* **Aim 1**: Decide whether each statement below agrees with the passage on evidence-based belief and science. Answer yes or no for each and quote the words of the passage that decide it. (a) The author accepts Quine's view that the scientist differs from the common man only in being more careful. (b) On the author's Brandomian approach, authority is created and granted by sapient entities' social practices. (c) The Edinburgh strong programme holds that social-scientific analysis of scientific practice leads to relativism.
* **Aim 2**: Carry the passage on evidence-based belief and science forward from its final sentence.

* **Quoted passage**:

-- -- --

This is a more complicated question than it may appear, and these remarks don’t aim to do more than touch on the relevant issues. But, trivially, for our belief and practice to be evidence-based is for our beliefs and practices to be oriented to, and ‘checkable by’, the way things are in the world. In evidence-based belief and practice, we grant authority to empirical evidence to legitimise or de-legitimise our beliefs and practices. And, further, we evaluate this evidence itself by sets of rationally and empirically justifiable criteria, to evaluate which evidence counts as good evidence and warrants such authority, and which does not.

This granting of authority to specific types of event or entity – ’empirical evidence’ – is a social practice. Authority – on the Brandomian pragmatist metatheoretical approach I endorse – is created and granted by sapient entities’ social practices. We grant a specific social status to specific kinds of non-human things (pieces of evidence), such that these non-human things can possess social authority within human discourse. Once authority has been granted in this way, it cannot – again, as a matter of social practice – necessarily be easily revoked; this is one reason why, on a Brandomian account, the authority of evidence can go against all human preferences or authority-decisions, even when authority has its source only in human action.

In the ‘analytic’ philosophical tradition – as, often elsewhere – there is a tendency to assimilate the evidence-based responsiveness of the typical sapient organism reacting to environmental stimuli (the phenomenon of experience, or perception) to the formalised truth-seeking investigatory practices of the modern sciences. Willard van Orman Quine puts the point as follows:

The scientist is indistinguishable from the common man in his sense of evidence, except that the scientist is more careful.

I disagree with this assimilation: I think that the belief-forming practices of scientific investigation are quite socially and historically specific, and should not be seen as the extension, or fuller realisation, of more mundane and broadly-engaged-in practices of everyday empirical observation. Science cannot be defended on those grounds; it must be defended in its social and historical idiosyncrasy.

I believe this defence is a worthy one; I am an advocate for scientific practice. But engaging in this metatheoretical defence of science involves steering between two, opposing, flawed accounts.

On the one hand, if we understand science as through-and-through a social practice like any other, there is a temptation to see this perspective as robbing science of its authority (rather than as explicating the nature of its authority); this approach can therefore often lead theorists into a relativism that regards our choice of the scientific approach as arbitrary or unjustified. In classical social theory, this perspective is perhaps best expressed by Max Weber’s movingly pessimistic reflections in Science as a Vocation, where Weber’s own commitment to the social scientific endeavour is presented as an ultimately irrational obedience to a demon “who holds the fibers of his very life.” In more recent social theory, a similar perspective is conveyed well by the Edinburgh strong programme’s conviction that the social-scientific analysis of scientific practice leads, inevitably and correctly, to relativism.

-- -- --

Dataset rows

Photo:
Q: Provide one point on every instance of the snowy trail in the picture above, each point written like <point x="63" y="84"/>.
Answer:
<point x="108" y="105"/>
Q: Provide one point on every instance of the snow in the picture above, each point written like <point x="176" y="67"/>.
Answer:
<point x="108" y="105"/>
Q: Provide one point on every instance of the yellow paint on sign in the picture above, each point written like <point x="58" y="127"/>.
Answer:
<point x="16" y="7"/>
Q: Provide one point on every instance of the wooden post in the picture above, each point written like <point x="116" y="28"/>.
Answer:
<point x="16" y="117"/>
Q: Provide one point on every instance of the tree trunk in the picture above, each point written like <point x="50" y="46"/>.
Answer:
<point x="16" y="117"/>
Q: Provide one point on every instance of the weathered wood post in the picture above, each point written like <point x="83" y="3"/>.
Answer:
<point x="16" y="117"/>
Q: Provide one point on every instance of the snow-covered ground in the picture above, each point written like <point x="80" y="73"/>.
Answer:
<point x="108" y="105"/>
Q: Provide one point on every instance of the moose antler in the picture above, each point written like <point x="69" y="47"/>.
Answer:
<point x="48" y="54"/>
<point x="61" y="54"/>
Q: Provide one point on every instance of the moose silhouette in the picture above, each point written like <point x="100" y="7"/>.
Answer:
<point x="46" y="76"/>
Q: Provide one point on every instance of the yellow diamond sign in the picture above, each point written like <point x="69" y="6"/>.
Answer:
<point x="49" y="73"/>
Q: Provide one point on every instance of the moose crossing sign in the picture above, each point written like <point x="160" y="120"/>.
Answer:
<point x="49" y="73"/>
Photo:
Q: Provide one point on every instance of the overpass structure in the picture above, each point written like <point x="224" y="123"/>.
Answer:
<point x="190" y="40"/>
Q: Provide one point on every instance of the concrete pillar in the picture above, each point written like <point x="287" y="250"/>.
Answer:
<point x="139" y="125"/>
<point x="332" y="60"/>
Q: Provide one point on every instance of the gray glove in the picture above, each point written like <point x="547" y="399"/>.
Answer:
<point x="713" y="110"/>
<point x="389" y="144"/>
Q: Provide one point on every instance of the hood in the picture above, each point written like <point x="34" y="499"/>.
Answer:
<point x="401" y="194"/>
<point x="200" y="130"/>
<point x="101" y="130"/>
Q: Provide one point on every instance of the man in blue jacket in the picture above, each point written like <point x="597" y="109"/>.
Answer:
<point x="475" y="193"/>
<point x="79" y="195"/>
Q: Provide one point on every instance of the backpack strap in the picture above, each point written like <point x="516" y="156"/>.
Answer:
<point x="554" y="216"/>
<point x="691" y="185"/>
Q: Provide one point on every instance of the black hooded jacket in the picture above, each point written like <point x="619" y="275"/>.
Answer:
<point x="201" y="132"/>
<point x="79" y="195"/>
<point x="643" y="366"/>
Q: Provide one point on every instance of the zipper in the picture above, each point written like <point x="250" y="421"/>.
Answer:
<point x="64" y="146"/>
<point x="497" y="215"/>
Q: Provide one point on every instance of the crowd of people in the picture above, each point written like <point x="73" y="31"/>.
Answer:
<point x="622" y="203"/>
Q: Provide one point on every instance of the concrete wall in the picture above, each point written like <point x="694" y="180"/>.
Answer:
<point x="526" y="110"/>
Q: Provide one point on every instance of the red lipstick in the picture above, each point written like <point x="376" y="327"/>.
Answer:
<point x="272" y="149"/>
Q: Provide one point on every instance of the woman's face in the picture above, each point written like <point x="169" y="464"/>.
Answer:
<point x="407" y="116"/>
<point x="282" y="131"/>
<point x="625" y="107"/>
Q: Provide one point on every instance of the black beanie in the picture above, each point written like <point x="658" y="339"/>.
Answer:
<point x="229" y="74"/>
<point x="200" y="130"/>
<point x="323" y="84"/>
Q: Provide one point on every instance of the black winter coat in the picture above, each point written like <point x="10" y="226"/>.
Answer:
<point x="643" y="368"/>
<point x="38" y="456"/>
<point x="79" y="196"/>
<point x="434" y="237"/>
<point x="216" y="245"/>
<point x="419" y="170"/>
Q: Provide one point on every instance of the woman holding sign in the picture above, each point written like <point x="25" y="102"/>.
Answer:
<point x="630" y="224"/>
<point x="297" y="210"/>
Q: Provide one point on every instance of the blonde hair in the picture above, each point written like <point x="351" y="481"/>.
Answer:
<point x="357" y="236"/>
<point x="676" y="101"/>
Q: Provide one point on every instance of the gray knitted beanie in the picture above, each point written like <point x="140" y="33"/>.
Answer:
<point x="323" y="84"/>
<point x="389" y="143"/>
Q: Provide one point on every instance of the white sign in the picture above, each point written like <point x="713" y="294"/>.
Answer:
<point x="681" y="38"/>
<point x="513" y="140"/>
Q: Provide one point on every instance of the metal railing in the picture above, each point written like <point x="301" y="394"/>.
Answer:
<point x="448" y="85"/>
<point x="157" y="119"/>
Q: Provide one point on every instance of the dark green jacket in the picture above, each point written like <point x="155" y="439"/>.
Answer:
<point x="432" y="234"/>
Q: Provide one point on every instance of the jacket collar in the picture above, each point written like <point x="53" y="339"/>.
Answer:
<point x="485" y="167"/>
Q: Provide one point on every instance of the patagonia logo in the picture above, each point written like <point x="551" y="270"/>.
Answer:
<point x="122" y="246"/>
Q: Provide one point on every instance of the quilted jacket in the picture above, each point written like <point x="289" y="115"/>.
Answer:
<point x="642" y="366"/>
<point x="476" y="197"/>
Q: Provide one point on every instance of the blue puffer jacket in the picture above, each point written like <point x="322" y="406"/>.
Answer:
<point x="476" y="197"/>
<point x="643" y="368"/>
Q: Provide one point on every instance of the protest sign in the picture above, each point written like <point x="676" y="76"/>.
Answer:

-- -- --

* **Reply 1**:
(a) No: "I disagree with this assimilation"
(b) Yes: "Authority – on the Brandomian pragmatist metatheoretical approach I endorse – is created and granted by sapient entities’ social practices."
(c) Yes: "the Edinburgh strong programme’s conviction that the social-scientific analysis of scientific practice leads, inevitably and correctly, to relativism"

* **Reply 2**:
Relativism – whether it understands itself as anti-science, as a consequence of science, or both – is a common object of critique. The opposing flaw is also a serious one, however: this is the perspective that grounds science’s authority in an appeal to the way things are in the world, without seeing how this appeal must itself be understood as a social practice embedded in a complex system of social practices. For this approach, in Hegel – and Marx’s – phrase, “the process vanishes in the result”: the mechanism by which truth-claims are arrived at is forgotten, and truth-claims are wielded as if they are the source of science’s social authority, rather than the result of that authority (as is in fact the case). These approaches, then, are dogmatic – they understand themselves as (and, in most practical contexts, are) pro-science, but they have an inadequate understanding of what science is, as a historically-specific set of social practices. Advocates of this perspective may be able to do science, but they are not able to adequately justify their findings, without relying on a tacit set of social norms that their dogmatism overtly denies. Many of the pugnacious contemporary advocates of science, like Richard Dawkins and Daniel Dennett, belong in this category.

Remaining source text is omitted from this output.